__Task goal__:
Repeat the data exactly, every last line of it.

Stored data entries
◇ ◇ ◇

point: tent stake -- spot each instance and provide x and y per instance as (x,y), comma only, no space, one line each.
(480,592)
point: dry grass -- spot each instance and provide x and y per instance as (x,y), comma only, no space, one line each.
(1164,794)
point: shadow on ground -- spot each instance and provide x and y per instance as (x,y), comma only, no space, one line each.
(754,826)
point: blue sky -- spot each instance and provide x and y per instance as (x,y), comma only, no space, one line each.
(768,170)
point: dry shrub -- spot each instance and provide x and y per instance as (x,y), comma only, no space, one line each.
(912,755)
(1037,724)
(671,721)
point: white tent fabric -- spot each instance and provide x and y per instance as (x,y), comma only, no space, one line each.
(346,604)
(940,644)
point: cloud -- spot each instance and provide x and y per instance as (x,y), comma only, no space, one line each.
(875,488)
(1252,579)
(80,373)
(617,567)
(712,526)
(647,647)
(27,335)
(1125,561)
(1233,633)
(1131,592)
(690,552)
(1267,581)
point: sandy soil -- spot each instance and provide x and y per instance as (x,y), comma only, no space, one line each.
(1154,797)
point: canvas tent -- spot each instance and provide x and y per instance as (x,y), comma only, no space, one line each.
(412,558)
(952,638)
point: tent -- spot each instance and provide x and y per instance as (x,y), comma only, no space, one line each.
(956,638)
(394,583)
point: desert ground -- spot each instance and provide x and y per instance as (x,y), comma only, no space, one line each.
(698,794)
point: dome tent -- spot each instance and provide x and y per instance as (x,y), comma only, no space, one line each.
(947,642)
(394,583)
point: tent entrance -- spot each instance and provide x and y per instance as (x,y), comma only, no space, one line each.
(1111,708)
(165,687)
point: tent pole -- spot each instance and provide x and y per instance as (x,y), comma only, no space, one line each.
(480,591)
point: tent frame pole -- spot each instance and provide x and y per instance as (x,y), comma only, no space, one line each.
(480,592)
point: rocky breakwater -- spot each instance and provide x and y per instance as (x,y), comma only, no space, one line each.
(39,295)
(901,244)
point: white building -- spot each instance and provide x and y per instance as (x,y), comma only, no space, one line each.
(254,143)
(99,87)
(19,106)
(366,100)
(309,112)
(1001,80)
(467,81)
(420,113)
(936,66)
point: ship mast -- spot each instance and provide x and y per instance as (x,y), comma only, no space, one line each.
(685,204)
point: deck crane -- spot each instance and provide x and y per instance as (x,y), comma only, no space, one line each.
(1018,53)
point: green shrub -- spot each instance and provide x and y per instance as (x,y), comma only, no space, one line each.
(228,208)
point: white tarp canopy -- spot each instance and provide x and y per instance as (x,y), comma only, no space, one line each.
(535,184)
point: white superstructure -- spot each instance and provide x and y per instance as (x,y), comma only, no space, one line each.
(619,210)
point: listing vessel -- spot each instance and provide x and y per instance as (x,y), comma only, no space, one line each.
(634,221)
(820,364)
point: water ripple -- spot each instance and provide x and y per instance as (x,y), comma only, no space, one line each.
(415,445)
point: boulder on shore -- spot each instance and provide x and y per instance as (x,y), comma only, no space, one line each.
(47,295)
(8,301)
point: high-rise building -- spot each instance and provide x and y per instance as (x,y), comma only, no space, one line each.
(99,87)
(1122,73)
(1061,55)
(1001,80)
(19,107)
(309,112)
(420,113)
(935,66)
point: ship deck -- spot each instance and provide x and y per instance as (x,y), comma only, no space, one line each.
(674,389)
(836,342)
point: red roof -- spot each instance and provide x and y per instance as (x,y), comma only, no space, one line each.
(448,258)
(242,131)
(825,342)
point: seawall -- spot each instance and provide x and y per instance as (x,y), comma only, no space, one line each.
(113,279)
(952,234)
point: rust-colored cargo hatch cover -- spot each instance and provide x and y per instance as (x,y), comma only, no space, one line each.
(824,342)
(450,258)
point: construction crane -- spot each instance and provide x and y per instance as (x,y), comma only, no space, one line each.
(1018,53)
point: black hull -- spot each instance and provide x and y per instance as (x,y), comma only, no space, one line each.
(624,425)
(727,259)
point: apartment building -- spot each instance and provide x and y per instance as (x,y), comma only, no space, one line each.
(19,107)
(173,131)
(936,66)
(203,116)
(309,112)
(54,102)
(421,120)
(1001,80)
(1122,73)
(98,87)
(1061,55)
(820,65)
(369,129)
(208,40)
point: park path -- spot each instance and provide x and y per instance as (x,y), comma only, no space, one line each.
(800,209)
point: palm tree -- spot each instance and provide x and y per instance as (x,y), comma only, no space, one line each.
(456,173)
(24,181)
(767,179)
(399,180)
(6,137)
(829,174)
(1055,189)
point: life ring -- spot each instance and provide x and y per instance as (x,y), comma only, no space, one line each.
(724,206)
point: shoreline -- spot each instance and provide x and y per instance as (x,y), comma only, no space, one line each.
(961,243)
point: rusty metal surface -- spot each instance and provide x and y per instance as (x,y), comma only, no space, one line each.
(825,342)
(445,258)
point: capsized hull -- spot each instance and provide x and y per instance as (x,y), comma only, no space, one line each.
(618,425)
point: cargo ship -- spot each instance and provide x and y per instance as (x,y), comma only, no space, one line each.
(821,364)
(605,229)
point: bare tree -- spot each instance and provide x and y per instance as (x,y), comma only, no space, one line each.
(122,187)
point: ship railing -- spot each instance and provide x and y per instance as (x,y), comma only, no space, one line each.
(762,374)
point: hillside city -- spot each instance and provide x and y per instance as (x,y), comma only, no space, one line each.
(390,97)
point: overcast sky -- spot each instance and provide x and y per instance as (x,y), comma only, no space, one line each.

◇ ◇ ◇

__The answer__:
point: tent stake -- spot each instance and provide x and y per instance as (x,y), comma only, no space, one line each.
(480,592)
point: dry grass -- spot each instance and provide x and y per instance as (x,y), comma only, no space, one line each.
(1164,794)
point: shadow on ground -- spot each instance and provide x and y per instance as (x,y), comma only, no space, one line each.
(754,826)
point: blue sky -- spot each instance and provide x and y per instance as (x,y), comma only, no space, one line each.
(768,170)
point: dry shrub -- spot each instance and provide x and y per instance as (x,y), comma only, no space, one line each.
(912,755)
(1037,724)
(671,721)
point: white tent fabric -- spot each instance and provide x and y per instance as (x,y), comma only, no space, one line each.
(346,604)
(940,644)
point: cloud -- spot each instance and provide x and y per instance as (x,y), comma only, no space, one line each.
(875,488)
(1252,579)
(80,373)
(617,567)
(712,526)
(647,647)
(27,335)
(1125,561)
(1233,633)
(1131,592)
(690,552)
(1267,581)
point: sandy soil -- spot each instance and provide x and y per instance as (x,y), comma only, no space, one line each.
(1154,797)
point: canvas tent -- spot each instance and provide x and y per instance as (x,y), comma only, no space, one line each.
(412,558)
(952,638)
point: tent -- spot each instance and provide x and y per instance as (x,y), comma only, no space, one line each.
(956,638)
(394,583)
point: desert ground -- spot each instance and provide x and y per instance as (x,y), comma only, no space, one line each.
(698,794)
point: dome tent -- spot each instance and provide x and y per instance as (x,y), comma only, no space, one line each.
(947,642)
(394,583)
point: tent entrance -- spot each instance and provide x and y per instance as (x,y), comma only, no space, one line each.
(1111,708)
(165,687)
point: tent pole -- spot each instance and provide x and y per instance as (x,y), comma only, no space, one line each.
(480,591)
point: tent frame pole -- spot each instance and provide x and y per instance as (x,y), comma only, no space, one line each.
(480,592)
point: rocky breakwater -- spot each instance and provide x and y per instance as (x,y), comma only, no space, one line each.
(39,295)
(901,244)
point: white building -- spot each instance and provide x and y per instance as (x,y), comma only, no space, one line each.
(254,143)
(99,87)
(19,106)
(366,100)
(309,112)
(1001,80)
(467,81)
(420,113)
(936,66)
point: ship mast -- spot each instance and provide x and y per instance as (x,y), comma only, no space, one line each.
(685,204)
point: deck crane -- spot each instance and provide x and y per instance as (x,y), comma only, no space, one line each.
(1018,53)
point: green shrub -- spot each instance and provide x and y per instance as (x,y), comma only, no space, one line each.
(228,208)
point: white tarp canopy -- spot each instance and provide x and y per instance as (x,y), comma only, no space, one line each.
(535,184)
point: white superstructure -- spot each instance and provide x and y per instance as (x,y), comma only, no space, one line each.
(619,210)
point: listing vessel -- spot each instance and provide x and y per instance as (x,y), comma only, no space, one line each.
(634,221)
(820,364)
point: water ripple -- spot each instance and provide x and y per instance as (x,y), comma only, no space, one line each.
(415,445)
point: boulder on shore -- spot each instance and provide x and y per instance as (x,y), comma only, no space, one line each.
(47,295)
(8,301)
point: high-rise building -- spot each instance and provide x and y per instance as (x,y), comma only, no space, one line each.
(99,87)
(1122,73)
(1061,55)
(1001,80)
(19,107)
(309,112)
(420,113)
(935,66)
point: ship deck -- spot each instance and provide x and y per instance as (x,y), comma only, no space, one line each.
(674,389)
(836,342)
point: red roof -- spot each instance and provide x and y per instance as (x,y), comma only, no space, one line each.
(448,258)
(242,131)
(825,342)
point: seawall -- spot each instance and provide x and y per instance as (x,y), comma only, no space, one line each.
(113,279)
(952,234)
point: rust-colored cargo hatch cover -- spot each instance and provide x and y per instance as (x,y), comma only, no space, one line each.
(824,342)
(450,258)
point: construction crane -- spot each instance and provide x and y per instance as (x,y), comma only, no space, one line each.
(1018,53)
point: black hull -- spot each instance and provide x and y per instance as (x,y), comma only, no space, one line each.
(624,425)
(727,259)
point: apartment building -- spot each instance and provide x and y per instance as (x,y), comma only, no space, one line each.
(19,107)
(173,131)
(936,66)
(203,116)
(309,112)
(54,102)
(421,120)
(1001,80)
(1122,73)
(98,87)
(1061,55)
(820,65)
(369,129)
(208,40)
point: park path -- spot each instance and provide x and y per instance as (x,y), comma only, no space, one line each.
(800,209)
point: palm tree -- spot each instance and provide x and y per instance as (x,y), comma only, no space, one line each.
(456,173)
(24,181)
(767,179)
(399,180)
(6,137)
(829,174)
(1055,189)
point: life ring -- spot each instance and provide x and y per instance as (x,y), comma only, no space, one line each.
(724,206)
point: shoreline -- spot each instance and provide x and y per instance as (x,y), comma only, no space, one line each.
(961,243)
point: rusty metal surface -- spot each instance and provide x and y per instance as (x,y), comma only, no space, one line each.
(825,342)
(445,258)
point: capsized hull -- spot each instance and provide x and y per instance as (x,y), comma only, no space, one line each.
(618,425)
point: cargo ship -- spot each instance and provide x and y per instance as (x,y), comma only, no space, one line each.
(821,364)
(605,229)
point: bare tree -- spot each instance and provide x and y per instance as (x,y), comma only, no space, one line each.
(122,187)
point: ship railing -- spot each instance and provide x and y per instance as (x,y), comma only, no space, one line each.
(762,374)
point: hillside city -- spot each instance and provide x and y per instance as (x,y), comma only, no space, one line each.
(390,97)
point: overcast sky -- spot each instance and provide x and y per instance as (x,y), comma only, no space, one line each.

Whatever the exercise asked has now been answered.